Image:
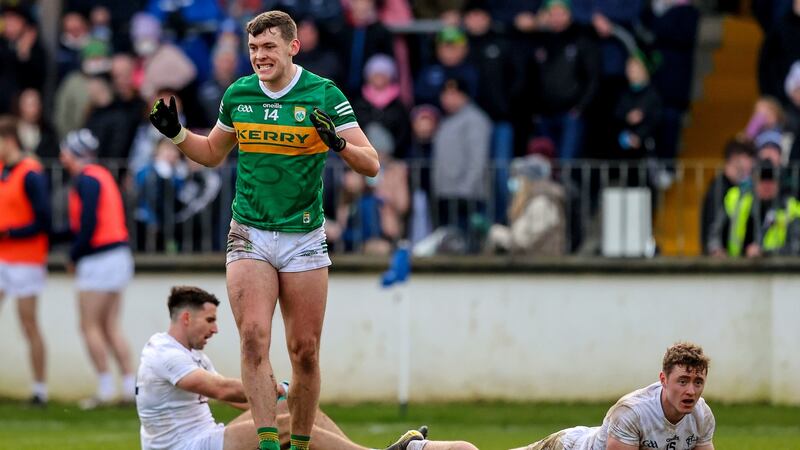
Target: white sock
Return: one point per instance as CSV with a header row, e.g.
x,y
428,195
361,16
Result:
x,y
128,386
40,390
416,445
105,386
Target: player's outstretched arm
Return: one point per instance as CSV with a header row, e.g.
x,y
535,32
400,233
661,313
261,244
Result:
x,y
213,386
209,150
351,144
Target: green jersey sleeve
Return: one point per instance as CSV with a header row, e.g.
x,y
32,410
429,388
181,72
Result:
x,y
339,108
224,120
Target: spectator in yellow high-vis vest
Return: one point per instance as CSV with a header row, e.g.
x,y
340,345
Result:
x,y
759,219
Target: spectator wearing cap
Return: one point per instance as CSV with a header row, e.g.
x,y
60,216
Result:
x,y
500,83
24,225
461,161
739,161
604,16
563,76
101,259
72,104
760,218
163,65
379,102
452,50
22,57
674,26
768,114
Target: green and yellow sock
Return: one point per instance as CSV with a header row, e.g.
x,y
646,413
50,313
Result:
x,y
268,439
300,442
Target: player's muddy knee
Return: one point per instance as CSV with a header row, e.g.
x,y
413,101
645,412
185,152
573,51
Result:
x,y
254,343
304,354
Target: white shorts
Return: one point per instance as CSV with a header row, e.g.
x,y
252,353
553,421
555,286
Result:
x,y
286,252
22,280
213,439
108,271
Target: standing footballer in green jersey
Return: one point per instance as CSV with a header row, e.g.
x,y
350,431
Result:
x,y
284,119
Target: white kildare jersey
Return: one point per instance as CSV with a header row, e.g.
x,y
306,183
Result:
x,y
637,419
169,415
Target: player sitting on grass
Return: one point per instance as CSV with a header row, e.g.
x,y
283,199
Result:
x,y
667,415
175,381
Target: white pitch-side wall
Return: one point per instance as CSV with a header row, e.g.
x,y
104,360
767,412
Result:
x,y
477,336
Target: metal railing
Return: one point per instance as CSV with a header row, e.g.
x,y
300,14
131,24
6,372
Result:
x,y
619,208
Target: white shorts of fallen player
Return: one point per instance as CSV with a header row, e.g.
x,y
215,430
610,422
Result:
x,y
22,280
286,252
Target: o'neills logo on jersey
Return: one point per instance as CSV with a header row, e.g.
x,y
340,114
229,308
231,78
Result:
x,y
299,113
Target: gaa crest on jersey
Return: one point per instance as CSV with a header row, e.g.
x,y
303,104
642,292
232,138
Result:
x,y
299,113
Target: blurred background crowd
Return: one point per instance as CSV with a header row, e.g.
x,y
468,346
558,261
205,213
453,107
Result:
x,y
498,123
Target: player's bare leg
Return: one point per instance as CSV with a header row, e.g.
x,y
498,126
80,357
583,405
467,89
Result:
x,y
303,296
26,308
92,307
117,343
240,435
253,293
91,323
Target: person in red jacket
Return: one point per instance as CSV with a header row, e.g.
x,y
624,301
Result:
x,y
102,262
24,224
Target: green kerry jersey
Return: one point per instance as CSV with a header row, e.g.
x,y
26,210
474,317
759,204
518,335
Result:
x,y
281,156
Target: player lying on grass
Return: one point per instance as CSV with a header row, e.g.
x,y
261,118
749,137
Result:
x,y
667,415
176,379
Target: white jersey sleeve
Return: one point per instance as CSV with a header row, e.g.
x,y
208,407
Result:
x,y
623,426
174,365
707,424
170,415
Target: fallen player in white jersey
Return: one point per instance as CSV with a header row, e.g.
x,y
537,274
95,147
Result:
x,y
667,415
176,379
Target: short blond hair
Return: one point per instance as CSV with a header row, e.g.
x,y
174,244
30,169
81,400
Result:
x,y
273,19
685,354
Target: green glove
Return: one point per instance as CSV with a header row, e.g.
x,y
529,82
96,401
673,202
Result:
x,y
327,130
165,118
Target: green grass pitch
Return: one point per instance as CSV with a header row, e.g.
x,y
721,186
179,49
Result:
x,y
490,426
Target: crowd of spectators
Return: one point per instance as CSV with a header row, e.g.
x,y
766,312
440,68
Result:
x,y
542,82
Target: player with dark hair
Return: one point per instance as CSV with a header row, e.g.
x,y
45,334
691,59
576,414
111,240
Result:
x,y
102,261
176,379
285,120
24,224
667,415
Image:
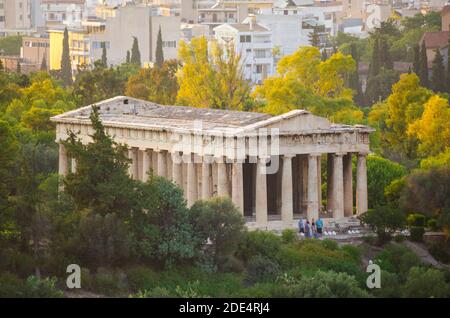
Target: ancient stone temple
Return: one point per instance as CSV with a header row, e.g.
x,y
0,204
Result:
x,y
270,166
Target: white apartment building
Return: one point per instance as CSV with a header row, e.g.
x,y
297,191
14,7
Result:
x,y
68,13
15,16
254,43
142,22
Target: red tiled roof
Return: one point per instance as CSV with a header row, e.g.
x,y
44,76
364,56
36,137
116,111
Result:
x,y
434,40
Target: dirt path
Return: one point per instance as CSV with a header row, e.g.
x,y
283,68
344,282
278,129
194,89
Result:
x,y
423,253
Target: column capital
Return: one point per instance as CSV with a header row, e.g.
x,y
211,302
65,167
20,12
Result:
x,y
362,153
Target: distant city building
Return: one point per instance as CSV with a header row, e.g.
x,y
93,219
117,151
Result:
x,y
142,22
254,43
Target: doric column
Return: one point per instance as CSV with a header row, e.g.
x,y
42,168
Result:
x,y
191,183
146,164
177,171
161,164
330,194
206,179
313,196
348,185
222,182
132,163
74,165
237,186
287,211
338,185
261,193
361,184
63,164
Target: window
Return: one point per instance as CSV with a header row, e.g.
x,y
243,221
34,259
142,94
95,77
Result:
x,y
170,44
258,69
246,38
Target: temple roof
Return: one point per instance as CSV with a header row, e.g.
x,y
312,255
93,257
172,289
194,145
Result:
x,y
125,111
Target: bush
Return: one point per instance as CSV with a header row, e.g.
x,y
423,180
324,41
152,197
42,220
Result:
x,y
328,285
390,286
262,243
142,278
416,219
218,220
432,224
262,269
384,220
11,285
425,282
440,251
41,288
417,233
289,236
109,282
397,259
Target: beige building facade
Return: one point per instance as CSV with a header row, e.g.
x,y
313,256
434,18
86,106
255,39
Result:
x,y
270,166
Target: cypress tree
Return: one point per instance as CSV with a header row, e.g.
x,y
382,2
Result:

→ **The exercise**: Repeat each entry exactly. Pictures do not belong in the copy.

→ **In response**:
Image:
Target: white sock
Return: one point per instance as CSV with a header row, e.g.
x,y
428,195
361,16
Result:
x,y
128,386
40,390
416,445
105,386
Target: player's outstretched arm
Return: one point per instance as CSV with a header row, e.g.
x,y
535,32
400,233
661,313
261,244
Result:
x,y
213,386
209,150
351,144
Target: green jersey sleeve
Return: one point per instance as CSV with a header row, e.g.
x,y
32,410
429,388
181,72
Result:
x,y
339,108
224,120
Target: spectator in yellow high-vis vest
Return: one point per instance as CSV with a header row, e.g.
x,y
340,345
Result:
x,y
759,219
Target: spectator wearing cap
Return: one point per instance as CSV with a header row, e.g.
x,y
60,216
Result:
x,y
500,83
24,225
461,161
739,161
604,16
563,76
101,259
72,104
760,218
163,65
379,102
452,50
22,57
674,26
768,114
Target: green and yellow sock
Return: one point per instance as CSV with a header row, e.g.
x,y
646,413
50,313
Result:
x,y
268,439
300,442
Target: player's muddy knee
Return: one point per instance as CSV with a header row, e.g.
x,y
413,101
645,412
185,152
573,51
Result:
x,y
254,343
304,354
Target: white shorts
Return: one point per instance as CSV with a header row, e.g.
x,y
252,353
553,421
555,286
Result:
x,y
286,252
22,280
213,439
108,271
Target: standing footballer in green jersey
Return: one point per instance as CSV with a header row, e.g.
x,y
350,431
Result:
x,y
284,119
Target: white kildare jersey
Return: one point per instance as CSV with a header row, e.g.
x,y
306,183
Result:
x,y
637,419
169,415
Target: player sitting on grass
Return: one point per instance as CSV with a header row, e.g.
x,y
283,199
Result:
x,y
667,415
175,381
Target: white pitch-side wall
Return: one point per instance as CSV with a header row, e.g.
x,y
104,360
767,412
Result:
x,y
477,336
Target: metal railing
Return: one point per instance as CSV with a header row, e.g.
x,y
300,14
131,24
6,372
Result:
x,y
619,208
Target: white shorts of fallen player
Return: one point per instance as CSV with a header row, e.g.
x,y
215,430
610,422
Result:
x,y
22,280
286,252
Target: o'neills logo on jersey
Return: one point per instance as CSV with a header row, e.g.
x,y
340,114
229,308
231,78
Result:
x,y
299,113
Target: gaa crest on jersey
Return: one point per instance as CSV with a header row, e.g.
x,y
303,104
642,292
232,138
Result:
x,y
299,113
Target: blurred background crowd
Return: one point per instance as CSV with a header row, e.g.
x,y
468,346
558,261
205,213
453,107
Result:
x,y
498,123
Target: player's bare leg
Return: one point per instance as CSV with a header row, e.g.
x,y
498,126
80,357
583,405
467,89
Result:
x,y
303,296
26,308
92,307
117,343
240,435
253,293
91,323
Target: person in red jacket
Return: one point per instance as CSV with a header row, e.g.
x,y
624,301
Result:
x,y
102,262
24,224
Target: green kerry jersey
Return: one point per instance as CSV with a header row, e.g.
x,y
26,210
474,317
759,204
518,335
Result:
x,y
281,156
Target: player lying on grass
Return: one point per instance as CSV with a header row, e.g.
x,y
261,118
749,137
Result:
x,y
667,415
176,379
Target: white jersey sleeve
Return: one point per instance as CSV with a header row, e.g.
x,y
208,407
Result:
x,y
623,426
174,365
707,424
170,415
Target: fallen player in white jersey
Return: one point per instance as CSV with a header row, e.g.
x,y
537,274
95,147
Result:
x,y
667,415
176,379
Target: short blond hair
Return: one point per instance as CSV with a header row, e.g.
x,y
174,244
30,169
81,400
Result:
x,y
273,19
685,354
Target: green glove
Return: one point per instance as CSV with a header row, e.g.
x,y
529,82
96,401
673,202
Result:
x,y
327,130
165,118
Target: green grass pitch
Return: one point per instance as CSV with a header row, e.g.
x,y
721,186
179,49
Result:
x,y
490,426
Target: crowd of spectators
Return: one point per instance as CSV with a header row, e.g.
x,y
766,312
440,68
Result:
x,y
542,82
Target: player with dark hair
Return: one point per instance as CSV with a header row, e.g.
x,y
45,334
691,59
576,414
111,240
Result:
x,y
102,261
176,379
285,120
24,224
667,415
Image:
Target: ancient stone temple
Return: one point per instance as CSV with a header row, e.g.
x,y
0,204
Result:
x,y
270,166
Target: white apartment building
Return: one point per instance as CSV with a header row, e.g.
x,y
297,191
14,7
Result:
x,y
68,13
15,16
254,43
142,22
Target: red tiled roof
Return: one point per instance as CSV with a header row, e.g.
x,y
44,76
364,56
36,137
116,111
Result:
x,y
434,40
Target: dirt path
Return: one point per instance as CSV with a header row, e.g.
x,y
283,68
344,282
278,129
194,89
Result:
x,y
423,253
Target: column capital
Return: one point per instance as CSV with a header row, e.g.
x,y
211,302
65,167
20,12
Result:
x,y
362,153
Target: distant city building
Return: one point per instance as CSV with a header row, e.g.
x,y
93,219
117,151
Result:
x,y
142,22
254,43
Target: doric column
Return: one point per instance as CSV with a header row, e.g.
x,y
42,168
Result:
x,y
191,183
146,164
177,171
161,164
330,194
206,179
313,196
348,185
222,182
132,163
74,165
237,186
287,211
338,185
261,193
361,184
63,164
Target: window
Return: one point per instance as CSV with a header row, e.g.
x,y
243,221
34,259
142,94
95,77
Result:
x,y
170,44
258,69
246,38
Target: temple roof
Return: one point per instance as CSV with a header row, e.g.
x,y
312,255
93,257
172,289
194,145
Result:
x,y
125,111
Target: bush
Return: one point per instance as CSV with a header row, e.g.
x,y
423,180
324,41
152,197
42,220
Result:
x,y
328,285
390,286
262,243
142,278
416,219
218,220
432,224
262,269
384,220
11,285
425,282
440,251
41,288
417,233
289,236
109,282
397,259
Target: beige building facade
Return: one point per instance as CSV with a header row, e.g.
x,y
313,256
434,18
86,106
255,39
Result:
x,y
270,166
Target: cypress tree
Return: one point per instance as CSV with a header row, e.g.
x,y
382,2
Result:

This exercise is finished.